Page text
Happy Summer Solstice Southern Hemisphere folk!
At this year-end turning point we are often flagging and have, perhaps, forgotten the intentions we had way back at the start of the year. As we take the holy days to recover from the rigours of the past year, this practice will aid us in regrouping.
Here, for the first time, I am sharing from my book Trust the Longer Journey…
This Season is action-packed in the energy centre of the navel chakra Manipura, and these practices will strengthen your stem, the core all-the-way-around. For free subscribers and those wanting a simpler practice, here’s a Basics session:
When we step into the yoga practice we often do so with a fire, a determination to get somewhere. Maybe it’s into headstand or crow or full forward folds. Maybe it’s into a state of bliss we can only imagine is better than the here and now. Still others step into yoga slowly and tentatively, eventually building their fire over time. Whatever our approach, it’s the fire of commitment that we need to get us onto the mat, every single time. And it’s commitment that our main reading in this Round speaks to:
"Until one is committed, there is hesitancy, the chance to draw back, always ineffectiveness. Concerning all acts of initiative (and creation), there is one elementary truth, the ignorance of which kills countless ideas and splendid plans: that the moment one definitely commits oneself, then Providence moves too. All sorts of things occur to help one that would never otherwise have occurred. A whole stream of events issues from the decision, raising in one's favour all manner of unforeseen incidents and meetings and material assistance, which no man could have dreamt would have come his way. I have learned a deep respect for one of Goethe's couplets:
Whatever you can do, or dream you can, begin it.
Boldness has genius, power, and magic in it!”
― William Hutchison Murray
Yet, we all know how easy it is to make a resolution, to talk the talk. What I say in this practice, and trust you’ll begin to experience in your body as you do it, is that commitment is not a one-time statement. It’s a constant reiteration of your original intention, particularly in the midst of frustration, diminishing resources such as time, energy and money, and even in the midst of boredom.

Written problem 1
In the records, starting with the line containing "Would you be willing to put a dot on the beard" and going on through the end of the records, can you switch "beard" to "mustache" and return only those lines, otherwise unchanged?
The text and the records were taken from unrelated sources.

Excerpts from point-annotation data:
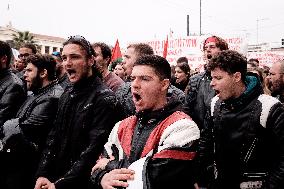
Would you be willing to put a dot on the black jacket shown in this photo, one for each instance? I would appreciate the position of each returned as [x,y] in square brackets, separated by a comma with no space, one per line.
[232,129]
[87,112]
[160,172]
[25,136]
[197,100]
[12,95]
[124,97]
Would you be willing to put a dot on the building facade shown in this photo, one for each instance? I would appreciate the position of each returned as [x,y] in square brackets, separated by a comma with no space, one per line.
[47,44]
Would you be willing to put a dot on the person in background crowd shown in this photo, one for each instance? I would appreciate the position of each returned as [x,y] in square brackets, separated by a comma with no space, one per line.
[119,70]
[102,61]
[12,93]
[254,61]
[61,74]
[182,74]
[245,133]
[25,135]
[251,65]
[276,79]
[87,111]
[160,137]
[25,50]
[123,94]
[131,55]
[200,92]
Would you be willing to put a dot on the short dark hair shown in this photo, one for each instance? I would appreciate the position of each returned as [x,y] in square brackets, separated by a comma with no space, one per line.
[220,43]
[142,48]
[253,60]
[106,51]
[229,61]
[42,62]
[81,41]
[5,50]
[159,64]
[29,46]
[182,59]
[184,67]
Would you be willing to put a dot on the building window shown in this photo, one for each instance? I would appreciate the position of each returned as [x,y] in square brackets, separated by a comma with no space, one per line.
[46,49]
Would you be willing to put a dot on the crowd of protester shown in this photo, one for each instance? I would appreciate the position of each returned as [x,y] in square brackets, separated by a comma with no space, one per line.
[74,119]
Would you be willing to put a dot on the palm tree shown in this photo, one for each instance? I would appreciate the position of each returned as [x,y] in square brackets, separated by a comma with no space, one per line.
[22,37]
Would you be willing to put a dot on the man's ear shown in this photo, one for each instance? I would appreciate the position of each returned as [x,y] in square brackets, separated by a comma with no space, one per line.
[3,60]
[91,61]
[43,73]
[165,84]
[237,77]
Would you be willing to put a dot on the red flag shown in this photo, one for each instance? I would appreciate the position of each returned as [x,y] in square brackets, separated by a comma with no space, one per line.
[116,53]
[165,53]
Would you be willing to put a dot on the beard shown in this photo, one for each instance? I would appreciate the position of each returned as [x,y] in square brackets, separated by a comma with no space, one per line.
[209,56]
[36,83]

Written problem 2
Does each statement agree with the solstice yoga post? Answer yes or no for each, quoting the deciding words from the post.
(a) The post credits the main reading to William Hutchison Murray.
(b) The opening greeting is addressed to people in the Northern Hemisphere.
(c) The post describes commitment as a one-time statement.

Written answer 1
Would you be willing to put a dot on the mustache shown in this photo, one for each instance? I would appreciate the position of each returned as [x,y] in square brackets, separated by a comma with no space, one per line.
[209,56]
[36,83]

Written answer 2
(a) Yes: "― William Hutchison Murray"
(b) No: "Happy Summer Solstice Southern Hemisphere folk!"
(c) No: "commitment is not a one-time statement"